### INSTRUCTIONS FOR THE TASK
Find every line in the items below that contains the string "vegetation", matching case exactly, and copy each of those lines.

### EXTRACTED ENTRIES ###

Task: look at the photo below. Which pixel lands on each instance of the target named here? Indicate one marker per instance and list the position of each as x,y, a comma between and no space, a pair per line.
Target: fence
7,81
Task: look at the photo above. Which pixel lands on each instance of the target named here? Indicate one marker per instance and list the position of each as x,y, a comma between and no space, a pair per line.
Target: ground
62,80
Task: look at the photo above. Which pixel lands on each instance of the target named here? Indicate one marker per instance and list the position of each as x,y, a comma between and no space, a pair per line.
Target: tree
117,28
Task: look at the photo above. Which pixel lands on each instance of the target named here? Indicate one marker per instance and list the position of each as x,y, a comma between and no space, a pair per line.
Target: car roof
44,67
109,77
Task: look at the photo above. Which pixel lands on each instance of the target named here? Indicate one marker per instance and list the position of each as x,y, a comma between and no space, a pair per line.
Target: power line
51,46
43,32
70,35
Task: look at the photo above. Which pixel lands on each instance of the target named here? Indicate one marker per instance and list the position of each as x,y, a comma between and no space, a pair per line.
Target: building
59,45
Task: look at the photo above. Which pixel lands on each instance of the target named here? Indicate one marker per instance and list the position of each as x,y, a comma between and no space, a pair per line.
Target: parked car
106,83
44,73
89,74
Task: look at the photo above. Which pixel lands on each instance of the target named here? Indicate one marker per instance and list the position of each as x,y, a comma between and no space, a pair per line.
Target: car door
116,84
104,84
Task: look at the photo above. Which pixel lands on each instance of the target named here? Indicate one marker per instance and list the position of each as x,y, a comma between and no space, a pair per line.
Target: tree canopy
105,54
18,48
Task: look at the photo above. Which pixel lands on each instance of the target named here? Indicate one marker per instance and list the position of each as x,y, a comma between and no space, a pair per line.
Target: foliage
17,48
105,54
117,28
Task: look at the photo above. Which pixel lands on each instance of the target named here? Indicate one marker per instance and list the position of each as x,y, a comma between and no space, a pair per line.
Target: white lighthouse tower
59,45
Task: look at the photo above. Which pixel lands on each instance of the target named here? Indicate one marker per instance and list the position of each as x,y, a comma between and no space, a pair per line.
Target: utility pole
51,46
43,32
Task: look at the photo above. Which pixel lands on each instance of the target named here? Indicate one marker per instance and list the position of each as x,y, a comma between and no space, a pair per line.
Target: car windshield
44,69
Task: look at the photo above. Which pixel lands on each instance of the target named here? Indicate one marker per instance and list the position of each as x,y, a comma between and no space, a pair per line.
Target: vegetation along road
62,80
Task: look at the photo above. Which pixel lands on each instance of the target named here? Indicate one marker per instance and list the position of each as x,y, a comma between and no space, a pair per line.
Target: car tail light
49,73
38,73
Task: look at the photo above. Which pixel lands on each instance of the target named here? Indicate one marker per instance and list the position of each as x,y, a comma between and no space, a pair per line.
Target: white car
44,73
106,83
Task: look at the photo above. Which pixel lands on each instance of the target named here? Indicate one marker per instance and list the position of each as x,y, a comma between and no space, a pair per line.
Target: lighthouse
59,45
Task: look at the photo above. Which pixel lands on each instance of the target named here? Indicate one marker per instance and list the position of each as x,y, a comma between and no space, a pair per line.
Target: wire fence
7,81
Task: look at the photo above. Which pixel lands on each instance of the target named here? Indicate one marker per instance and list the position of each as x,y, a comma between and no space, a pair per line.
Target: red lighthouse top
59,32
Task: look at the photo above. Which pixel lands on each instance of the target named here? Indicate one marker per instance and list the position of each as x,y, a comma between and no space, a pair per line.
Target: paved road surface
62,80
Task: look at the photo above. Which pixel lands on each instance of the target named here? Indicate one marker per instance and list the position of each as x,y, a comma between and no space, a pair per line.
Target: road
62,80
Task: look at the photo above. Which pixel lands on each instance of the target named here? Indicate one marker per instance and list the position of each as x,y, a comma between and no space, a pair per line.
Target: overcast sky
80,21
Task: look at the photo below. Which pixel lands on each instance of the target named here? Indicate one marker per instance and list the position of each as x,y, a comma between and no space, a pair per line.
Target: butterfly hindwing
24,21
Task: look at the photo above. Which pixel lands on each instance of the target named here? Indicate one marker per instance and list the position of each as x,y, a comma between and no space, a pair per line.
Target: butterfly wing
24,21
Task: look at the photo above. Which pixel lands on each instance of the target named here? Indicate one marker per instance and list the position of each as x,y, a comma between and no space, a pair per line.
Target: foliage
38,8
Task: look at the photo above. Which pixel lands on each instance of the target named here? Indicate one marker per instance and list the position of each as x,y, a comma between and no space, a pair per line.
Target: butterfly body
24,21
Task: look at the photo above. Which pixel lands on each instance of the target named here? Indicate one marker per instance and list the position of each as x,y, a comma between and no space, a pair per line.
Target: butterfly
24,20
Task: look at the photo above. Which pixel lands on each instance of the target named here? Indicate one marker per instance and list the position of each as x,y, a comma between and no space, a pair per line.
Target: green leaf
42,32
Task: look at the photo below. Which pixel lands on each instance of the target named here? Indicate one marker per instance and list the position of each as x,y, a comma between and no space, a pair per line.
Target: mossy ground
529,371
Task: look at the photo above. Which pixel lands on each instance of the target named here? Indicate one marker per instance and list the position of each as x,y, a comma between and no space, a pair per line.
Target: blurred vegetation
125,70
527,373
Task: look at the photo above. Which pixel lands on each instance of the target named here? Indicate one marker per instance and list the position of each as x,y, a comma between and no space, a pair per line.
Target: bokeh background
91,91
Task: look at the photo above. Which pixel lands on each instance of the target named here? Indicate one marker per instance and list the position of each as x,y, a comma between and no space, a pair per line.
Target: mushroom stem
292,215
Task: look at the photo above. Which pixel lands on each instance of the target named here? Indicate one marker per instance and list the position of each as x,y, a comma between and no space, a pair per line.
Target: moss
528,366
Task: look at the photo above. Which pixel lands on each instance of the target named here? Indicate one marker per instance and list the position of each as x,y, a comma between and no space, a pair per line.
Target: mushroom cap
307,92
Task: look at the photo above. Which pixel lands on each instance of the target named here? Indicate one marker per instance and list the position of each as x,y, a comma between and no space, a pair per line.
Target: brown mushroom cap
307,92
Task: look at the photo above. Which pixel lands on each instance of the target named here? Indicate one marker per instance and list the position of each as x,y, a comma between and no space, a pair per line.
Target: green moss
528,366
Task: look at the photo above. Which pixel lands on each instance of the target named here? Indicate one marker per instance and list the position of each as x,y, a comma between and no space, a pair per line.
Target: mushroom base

###

### RESPONSE TO THE TASK
Target: vegetation along road
Target: blurred vegetation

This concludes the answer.